(AIM OF THE TASK):
Examine each line of the data, and copy the ones containing "wheel".

Stored items from a collection
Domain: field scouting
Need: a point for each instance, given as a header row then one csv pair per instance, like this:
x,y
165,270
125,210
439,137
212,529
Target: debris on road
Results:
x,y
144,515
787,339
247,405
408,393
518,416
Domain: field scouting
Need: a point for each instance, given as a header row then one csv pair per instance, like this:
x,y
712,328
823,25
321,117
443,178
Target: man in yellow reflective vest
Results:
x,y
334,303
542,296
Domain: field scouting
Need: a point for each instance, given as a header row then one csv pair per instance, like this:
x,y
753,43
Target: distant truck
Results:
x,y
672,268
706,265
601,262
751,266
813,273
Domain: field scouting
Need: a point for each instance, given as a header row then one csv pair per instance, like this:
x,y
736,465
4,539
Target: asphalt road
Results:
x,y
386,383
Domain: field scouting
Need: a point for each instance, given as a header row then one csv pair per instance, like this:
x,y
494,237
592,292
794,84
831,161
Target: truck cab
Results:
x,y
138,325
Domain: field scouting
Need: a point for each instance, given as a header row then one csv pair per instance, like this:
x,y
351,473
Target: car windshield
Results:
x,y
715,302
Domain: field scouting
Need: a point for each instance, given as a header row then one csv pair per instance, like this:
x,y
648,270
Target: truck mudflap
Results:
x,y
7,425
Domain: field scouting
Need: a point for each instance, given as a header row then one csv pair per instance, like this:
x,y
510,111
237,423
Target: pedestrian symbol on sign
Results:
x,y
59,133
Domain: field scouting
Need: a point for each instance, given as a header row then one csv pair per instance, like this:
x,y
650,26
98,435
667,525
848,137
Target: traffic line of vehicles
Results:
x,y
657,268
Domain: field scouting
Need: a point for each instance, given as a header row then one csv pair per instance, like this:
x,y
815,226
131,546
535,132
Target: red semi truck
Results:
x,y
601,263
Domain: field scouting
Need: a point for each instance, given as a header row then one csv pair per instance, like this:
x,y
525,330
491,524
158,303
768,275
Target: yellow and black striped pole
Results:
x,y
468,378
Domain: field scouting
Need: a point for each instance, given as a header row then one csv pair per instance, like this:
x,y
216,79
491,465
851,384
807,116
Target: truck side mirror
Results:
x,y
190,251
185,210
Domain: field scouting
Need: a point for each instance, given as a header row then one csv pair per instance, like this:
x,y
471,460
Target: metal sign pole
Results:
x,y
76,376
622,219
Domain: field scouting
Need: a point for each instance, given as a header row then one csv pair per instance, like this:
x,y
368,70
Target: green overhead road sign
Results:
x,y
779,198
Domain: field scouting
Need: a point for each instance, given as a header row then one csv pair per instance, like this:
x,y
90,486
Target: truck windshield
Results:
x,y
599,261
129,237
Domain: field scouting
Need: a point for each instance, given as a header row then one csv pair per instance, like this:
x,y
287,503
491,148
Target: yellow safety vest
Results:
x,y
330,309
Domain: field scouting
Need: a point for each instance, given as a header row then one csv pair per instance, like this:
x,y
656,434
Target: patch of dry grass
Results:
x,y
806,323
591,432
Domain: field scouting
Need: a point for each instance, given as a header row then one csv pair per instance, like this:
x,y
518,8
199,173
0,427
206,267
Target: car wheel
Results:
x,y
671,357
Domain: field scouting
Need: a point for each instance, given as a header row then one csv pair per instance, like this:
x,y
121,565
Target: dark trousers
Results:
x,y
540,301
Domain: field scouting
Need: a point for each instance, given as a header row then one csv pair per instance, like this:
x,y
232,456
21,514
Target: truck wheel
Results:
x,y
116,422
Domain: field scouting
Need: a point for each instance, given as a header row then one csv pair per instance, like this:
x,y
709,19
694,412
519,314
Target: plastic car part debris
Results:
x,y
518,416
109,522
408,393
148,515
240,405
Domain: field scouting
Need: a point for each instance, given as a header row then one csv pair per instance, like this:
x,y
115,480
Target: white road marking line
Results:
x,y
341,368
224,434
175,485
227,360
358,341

(RESPONSE TO THE TASK):
Target: car wheel
Target: truck wheel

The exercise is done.